**Trecho exibido**

====================

Durante um dia em Paris, jovens de diversas tribos e etnias parecem realizar os mesmos movimentos nas ruas da capital e nas estações do metrô. A impressão é de que seguem um plano, ainda que independentes uns dos outros. Ao final, eles se encontram em uma loja de departamentos, no fim do dia. E, então, começa a noite… E com ela, esse filme ultra contemporâneo de Bertrand Bonello, concebido como uma panela de pressão, urgente, claustrofóbico, incisivo, donde cada história, cada personagem é em si, uma insurreição, uma revolução. E nessa premissa, rapidamente inclinado para um cinema de gênero, pela forma, o suspense e os porquês, logo se sente a tensão inevitável, palpável, ali sem qualquer introdução. Apenas ação e reação, inexplicável, injustificável. Um pesadelo. NOCTURAMA.
Da realidade à ficção, do exterior ao interior, Bonello filma essa história em fragmentos, cada personagem isolado, distante, em movimento constante, o thriller nos tirando o fôlego com tantas idas e vindas. Depois, com a noite e o grupo reunido, vemos as intenções mais claras, os fatos transitando para a abstração. E nesse mundo aparte, sem quaisquer janelas, celulares ou exterior, ali, “Paris é uma Festa”. Ali, o tempo passa.

====================

**Tarefas pendentes**
• a. Retorne do trecho sobre o filme Nocturama a parte entre "Durante um dia" e "Um pesadelo. NOCTURAMA.", inclusive, sem alterar nada.
• b. Redija a continuação do trecho sobre o filme Nocturama a partir do ponto em que ele termina.
Os registros não guardam relação com o trecho sobre o filme Nocturama.

====================

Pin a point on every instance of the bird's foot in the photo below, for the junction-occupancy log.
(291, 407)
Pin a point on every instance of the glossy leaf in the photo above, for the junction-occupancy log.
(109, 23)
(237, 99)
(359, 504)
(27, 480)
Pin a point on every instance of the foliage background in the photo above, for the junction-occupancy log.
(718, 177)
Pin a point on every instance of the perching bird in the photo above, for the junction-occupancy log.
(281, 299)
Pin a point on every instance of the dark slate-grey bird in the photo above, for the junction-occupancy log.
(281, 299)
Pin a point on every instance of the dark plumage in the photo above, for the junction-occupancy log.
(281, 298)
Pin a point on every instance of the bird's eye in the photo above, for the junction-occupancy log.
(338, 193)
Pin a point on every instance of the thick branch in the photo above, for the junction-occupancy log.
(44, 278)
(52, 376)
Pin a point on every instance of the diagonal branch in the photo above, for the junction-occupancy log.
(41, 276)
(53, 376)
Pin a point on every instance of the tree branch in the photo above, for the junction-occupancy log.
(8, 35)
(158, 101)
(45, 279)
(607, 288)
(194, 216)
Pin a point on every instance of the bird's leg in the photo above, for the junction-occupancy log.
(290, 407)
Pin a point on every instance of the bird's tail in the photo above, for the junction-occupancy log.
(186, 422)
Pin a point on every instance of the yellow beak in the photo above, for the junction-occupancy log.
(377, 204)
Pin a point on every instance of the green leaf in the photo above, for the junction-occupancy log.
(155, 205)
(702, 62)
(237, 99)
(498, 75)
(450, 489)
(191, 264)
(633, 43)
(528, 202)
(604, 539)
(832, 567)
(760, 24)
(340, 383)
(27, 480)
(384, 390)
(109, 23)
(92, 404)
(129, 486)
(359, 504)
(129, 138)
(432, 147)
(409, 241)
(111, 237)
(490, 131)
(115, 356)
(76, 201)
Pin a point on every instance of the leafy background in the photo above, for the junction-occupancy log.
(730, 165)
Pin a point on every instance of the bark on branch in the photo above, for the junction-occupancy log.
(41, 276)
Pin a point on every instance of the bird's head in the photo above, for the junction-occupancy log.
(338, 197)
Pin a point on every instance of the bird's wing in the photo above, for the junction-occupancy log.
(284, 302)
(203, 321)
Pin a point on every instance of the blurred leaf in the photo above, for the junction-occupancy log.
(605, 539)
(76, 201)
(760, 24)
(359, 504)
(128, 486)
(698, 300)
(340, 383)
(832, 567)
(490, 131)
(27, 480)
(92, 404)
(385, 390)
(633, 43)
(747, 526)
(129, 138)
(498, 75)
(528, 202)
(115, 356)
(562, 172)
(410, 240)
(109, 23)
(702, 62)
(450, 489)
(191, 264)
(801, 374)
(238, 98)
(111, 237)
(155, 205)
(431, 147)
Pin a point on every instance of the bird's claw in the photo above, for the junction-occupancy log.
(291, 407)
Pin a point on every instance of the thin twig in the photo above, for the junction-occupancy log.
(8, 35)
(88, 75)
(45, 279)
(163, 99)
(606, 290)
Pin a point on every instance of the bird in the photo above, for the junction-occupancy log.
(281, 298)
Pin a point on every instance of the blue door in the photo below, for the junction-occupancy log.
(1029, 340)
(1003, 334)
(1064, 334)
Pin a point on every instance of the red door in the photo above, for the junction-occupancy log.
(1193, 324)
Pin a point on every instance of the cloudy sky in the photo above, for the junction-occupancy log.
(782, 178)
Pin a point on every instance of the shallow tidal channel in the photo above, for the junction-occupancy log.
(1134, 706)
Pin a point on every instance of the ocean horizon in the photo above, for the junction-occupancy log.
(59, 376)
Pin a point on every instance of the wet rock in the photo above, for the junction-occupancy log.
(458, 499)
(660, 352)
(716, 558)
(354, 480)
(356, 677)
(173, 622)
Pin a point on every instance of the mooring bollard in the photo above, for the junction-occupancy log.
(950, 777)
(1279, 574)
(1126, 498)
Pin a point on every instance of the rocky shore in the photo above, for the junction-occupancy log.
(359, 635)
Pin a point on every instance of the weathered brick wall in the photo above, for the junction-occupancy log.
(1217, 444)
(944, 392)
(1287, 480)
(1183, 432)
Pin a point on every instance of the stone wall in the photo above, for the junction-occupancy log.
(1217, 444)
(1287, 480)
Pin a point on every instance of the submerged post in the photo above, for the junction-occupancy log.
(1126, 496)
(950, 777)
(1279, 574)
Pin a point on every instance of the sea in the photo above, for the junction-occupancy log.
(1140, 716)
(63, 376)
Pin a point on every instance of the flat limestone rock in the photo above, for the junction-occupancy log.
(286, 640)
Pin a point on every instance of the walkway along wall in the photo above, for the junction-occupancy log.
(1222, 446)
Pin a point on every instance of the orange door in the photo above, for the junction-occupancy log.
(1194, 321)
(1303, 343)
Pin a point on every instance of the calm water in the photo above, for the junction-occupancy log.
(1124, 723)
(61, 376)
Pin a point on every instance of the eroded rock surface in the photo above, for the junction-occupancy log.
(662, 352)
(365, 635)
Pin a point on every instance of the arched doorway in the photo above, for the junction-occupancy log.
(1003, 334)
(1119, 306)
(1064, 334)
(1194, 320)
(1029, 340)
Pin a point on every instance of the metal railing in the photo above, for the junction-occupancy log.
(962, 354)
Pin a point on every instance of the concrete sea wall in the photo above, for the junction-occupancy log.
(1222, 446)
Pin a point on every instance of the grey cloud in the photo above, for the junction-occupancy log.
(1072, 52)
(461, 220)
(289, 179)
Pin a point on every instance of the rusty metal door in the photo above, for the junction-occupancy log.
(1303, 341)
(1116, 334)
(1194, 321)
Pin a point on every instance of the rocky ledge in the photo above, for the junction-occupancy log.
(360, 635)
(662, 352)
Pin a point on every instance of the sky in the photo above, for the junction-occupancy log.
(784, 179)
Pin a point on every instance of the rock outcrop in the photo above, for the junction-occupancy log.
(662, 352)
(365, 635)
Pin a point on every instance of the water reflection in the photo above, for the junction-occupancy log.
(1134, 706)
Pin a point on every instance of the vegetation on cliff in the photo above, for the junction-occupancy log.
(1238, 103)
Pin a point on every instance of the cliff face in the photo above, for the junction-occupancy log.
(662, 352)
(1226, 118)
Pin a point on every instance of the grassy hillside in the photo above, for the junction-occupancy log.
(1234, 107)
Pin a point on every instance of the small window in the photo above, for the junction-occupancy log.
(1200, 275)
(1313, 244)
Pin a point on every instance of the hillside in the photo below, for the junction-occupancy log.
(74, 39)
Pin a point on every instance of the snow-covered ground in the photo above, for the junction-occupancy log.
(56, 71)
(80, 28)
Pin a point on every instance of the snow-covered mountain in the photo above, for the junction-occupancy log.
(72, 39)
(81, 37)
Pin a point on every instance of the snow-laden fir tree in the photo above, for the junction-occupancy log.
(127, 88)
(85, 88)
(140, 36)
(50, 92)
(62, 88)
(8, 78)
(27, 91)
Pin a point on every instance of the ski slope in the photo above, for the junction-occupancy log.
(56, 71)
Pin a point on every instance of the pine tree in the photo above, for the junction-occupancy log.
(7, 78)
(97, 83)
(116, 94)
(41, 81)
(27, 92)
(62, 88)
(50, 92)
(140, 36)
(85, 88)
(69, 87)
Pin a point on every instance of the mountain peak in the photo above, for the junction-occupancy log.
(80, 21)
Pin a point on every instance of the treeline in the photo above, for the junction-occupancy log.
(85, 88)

====================

**Problemas resolvidos**
• a.
Durante um dia em Paris, jovens de diversas tribos e etnias parecem realizar os mesmos movimentos nas ruas da capital e nas estações do metrô. A impressão é de que seguem um plano, ainda que independentes uns dos outros. Ao final, eles se encontram em uma loja de departamentos, no fim do dia. E, então, começa a noite… E com ela, esse filme ultra contemporâneo de Bertrand Bonello, concebido como uma panela de pressão, urgente, claustrofóbico, incisivo, donde cada história, cada personagem é em si, uma insurreição, uma revolução. E nessa premissa, rapidamente inclinado para um cinema de gênero, pela forma, o suspense e os porquês, logo se sente a tensão inevitável, palpável, ali sem qualquer introdução. Apenas ação e reação, inexplicável, injustificável. Um pesadelo. NOCTURAMA.

• b.
De dia, diante da sociedade, desse ambiente ou da vida diária, é uma ideia da repressão, do capitalismo, da asfixia. A colisão entre a juventude, os subúrbios e uma Joana d’Arc em chamas, senão a inspiração punk, um símbolo hipster ou a ideia da França, hoje. Na tela, é um discurso político e crítico, claramente às instituições financeiras, ao Ministério da Justiça, à mídia, à opressão econômica e tudo o mais que cerceie os pensamentos e liberdade.
De noite e, depois de ter atacado violentamente o mundo exterior, é uma ideia de ilusão, de personalidades, de utopia adolescente. Ali, nessa loja, eles estão presos. Eles são capturados. É inevitável tal desejo. Cada um se encontra em uma área diferente da loja. Porque é isso que eles gostariam de ser, sonhar, precisando ou não. Há duas cenas, por exemplo, onde um personagem se vê face a face com um manequim vestido exatamente como ele. No primeiro caso, somos confrontados com o consumismo, no segundo, com a morte.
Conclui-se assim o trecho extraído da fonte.